### Data supplied
________
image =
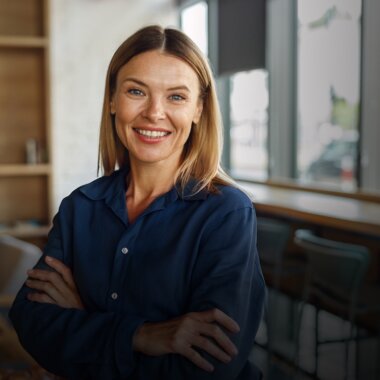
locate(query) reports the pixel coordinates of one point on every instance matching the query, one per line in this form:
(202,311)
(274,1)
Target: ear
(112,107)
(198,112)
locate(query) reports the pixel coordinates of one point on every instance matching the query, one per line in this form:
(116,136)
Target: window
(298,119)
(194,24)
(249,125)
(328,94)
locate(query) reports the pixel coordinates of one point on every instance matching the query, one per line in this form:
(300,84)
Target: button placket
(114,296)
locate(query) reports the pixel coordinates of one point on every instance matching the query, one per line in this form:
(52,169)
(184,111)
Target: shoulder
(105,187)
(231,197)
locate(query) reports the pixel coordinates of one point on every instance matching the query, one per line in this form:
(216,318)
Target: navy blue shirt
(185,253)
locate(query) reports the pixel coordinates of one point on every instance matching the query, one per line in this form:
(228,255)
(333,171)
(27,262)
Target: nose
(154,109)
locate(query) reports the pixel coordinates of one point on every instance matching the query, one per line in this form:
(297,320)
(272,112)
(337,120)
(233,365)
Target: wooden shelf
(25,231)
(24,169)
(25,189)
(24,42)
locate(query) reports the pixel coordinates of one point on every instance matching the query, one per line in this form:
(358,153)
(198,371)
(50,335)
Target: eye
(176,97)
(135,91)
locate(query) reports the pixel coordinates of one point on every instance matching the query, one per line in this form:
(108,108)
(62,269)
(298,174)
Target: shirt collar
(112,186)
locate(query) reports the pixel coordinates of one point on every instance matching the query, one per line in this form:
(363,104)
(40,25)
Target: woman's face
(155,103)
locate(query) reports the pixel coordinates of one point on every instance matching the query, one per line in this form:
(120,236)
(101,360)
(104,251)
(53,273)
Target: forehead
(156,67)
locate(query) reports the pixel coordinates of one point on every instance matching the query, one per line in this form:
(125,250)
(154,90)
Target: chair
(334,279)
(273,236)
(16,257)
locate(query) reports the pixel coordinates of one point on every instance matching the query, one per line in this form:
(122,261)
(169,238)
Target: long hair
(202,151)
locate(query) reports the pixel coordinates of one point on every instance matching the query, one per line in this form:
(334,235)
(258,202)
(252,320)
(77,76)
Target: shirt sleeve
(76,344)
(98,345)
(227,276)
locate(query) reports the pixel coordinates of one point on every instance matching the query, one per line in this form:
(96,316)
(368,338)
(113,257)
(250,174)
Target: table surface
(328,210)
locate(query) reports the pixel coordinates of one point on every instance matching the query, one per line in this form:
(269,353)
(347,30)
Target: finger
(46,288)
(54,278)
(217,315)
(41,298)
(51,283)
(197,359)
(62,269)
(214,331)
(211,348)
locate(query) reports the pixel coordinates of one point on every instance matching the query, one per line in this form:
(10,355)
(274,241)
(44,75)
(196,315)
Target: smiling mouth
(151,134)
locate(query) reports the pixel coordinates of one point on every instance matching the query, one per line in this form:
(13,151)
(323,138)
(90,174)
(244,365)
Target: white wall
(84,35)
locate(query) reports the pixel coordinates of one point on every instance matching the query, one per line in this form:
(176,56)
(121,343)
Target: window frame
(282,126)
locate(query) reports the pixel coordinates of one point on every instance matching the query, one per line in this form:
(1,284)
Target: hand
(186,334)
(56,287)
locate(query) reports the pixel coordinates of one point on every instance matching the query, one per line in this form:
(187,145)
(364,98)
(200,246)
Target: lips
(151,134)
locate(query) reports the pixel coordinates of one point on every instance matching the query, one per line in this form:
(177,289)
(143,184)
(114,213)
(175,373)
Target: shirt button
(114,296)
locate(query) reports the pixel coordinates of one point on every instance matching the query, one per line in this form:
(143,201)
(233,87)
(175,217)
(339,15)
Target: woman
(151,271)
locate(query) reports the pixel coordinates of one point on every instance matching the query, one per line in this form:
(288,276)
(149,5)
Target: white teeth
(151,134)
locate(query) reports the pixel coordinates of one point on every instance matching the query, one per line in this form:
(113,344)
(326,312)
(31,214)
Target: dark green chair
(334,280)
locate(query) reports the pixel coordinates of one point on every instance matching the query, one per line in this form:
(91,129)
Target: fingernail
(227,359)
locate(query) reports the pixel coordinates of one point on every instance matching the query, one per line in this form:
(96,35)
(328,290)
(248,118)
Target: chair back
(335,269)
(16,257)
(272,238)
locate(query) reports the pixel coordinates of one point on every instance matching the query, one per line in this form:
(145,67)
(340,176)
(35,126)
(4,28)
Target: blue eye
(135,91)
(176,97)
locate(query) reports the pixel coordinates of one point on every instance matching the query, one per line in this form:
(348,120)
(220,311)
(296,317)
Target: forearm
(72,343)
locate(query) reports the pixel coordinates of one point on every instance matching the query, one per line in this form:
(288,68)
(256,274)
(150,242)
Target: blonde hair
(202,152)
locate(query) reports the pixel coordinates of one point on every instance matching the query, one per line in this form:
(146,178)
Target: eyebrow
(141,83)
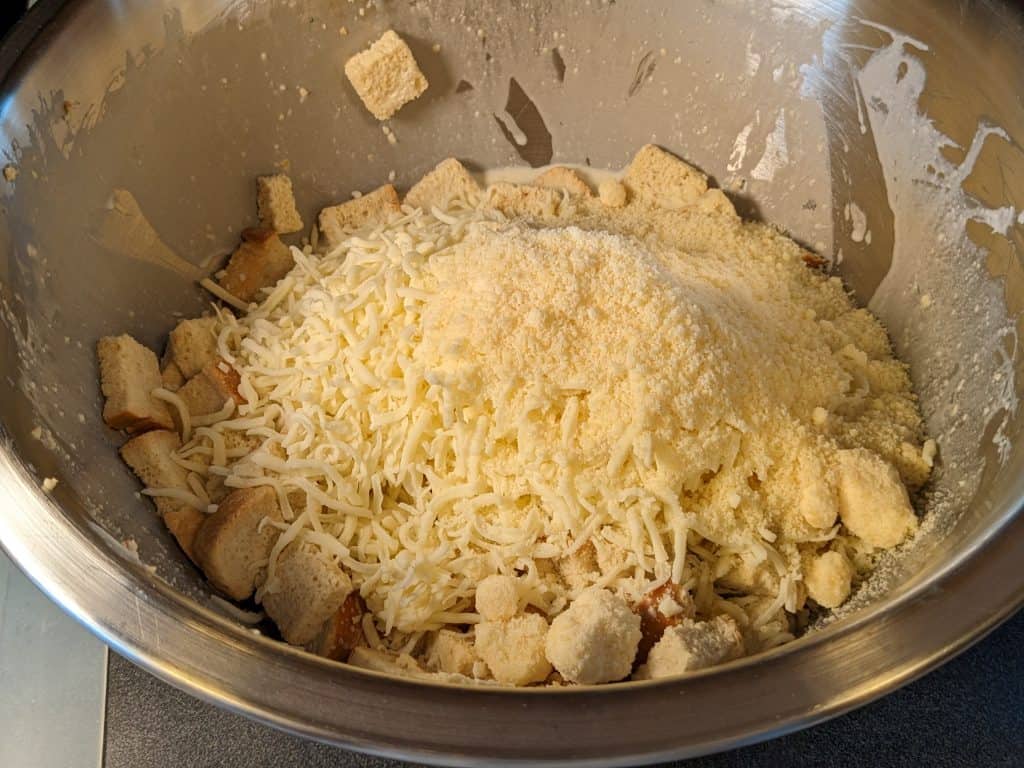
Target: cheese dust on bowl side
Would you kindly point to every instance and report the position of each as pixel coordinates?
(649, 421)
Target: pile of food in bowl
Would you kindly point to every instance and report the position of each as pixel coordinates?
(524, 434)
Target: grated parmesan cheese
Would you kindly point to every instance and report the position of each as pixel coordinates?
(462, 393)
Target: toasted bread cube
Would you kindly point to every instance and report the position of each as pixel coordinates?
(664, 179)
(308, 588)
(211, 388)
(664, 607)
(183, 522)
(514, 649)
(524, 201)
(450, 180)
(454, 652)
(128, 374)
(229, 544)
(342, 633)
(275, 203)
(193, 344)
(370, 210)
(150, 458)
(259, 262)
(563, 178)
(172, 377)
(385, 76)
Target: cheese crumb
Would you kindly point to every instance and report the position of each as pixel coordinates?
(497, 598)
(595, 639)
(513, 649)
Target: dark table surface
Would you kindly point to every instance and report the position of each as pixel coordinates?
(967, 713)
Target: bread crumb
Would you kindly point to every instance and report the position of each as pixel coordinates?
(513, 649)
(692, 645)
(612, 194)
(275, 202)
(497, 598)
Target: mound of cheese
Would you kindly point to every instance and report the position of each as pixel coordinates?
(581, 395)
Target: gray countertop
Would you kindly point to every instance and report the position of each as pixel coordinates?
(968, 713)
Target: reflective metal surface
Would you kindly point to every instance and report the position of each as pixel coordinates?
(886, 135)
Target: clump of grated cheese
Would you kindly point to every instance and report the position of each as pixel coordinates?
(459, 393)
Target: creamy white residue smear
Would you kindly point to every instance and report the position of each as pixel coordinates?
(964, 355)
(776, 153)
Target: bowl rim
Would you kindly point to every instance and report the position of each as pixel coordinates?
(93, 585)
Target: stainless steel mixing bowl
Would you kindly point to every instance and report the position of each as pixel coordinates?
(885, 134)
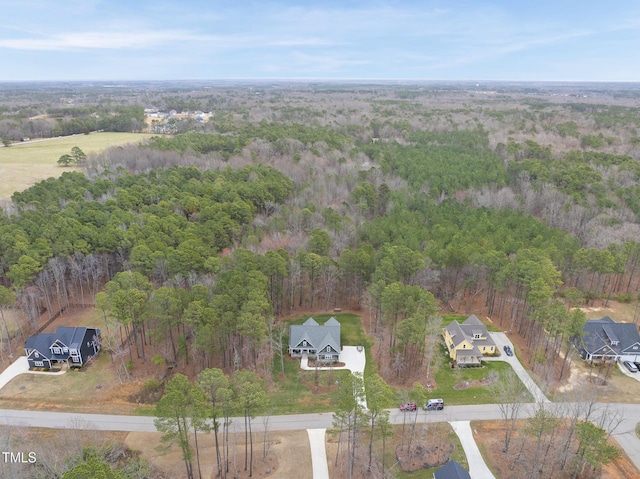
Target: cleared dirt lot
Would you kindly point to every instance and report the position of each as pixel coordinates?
________
### Problem to work on
Return every line from the entries that holds the string "cheese".

### Task answer
Target: cheese dust on bowl side
Target: grated parmesan cheese
Target: cheese crumb
Target: mound of cheese
Target: clump of grated cheese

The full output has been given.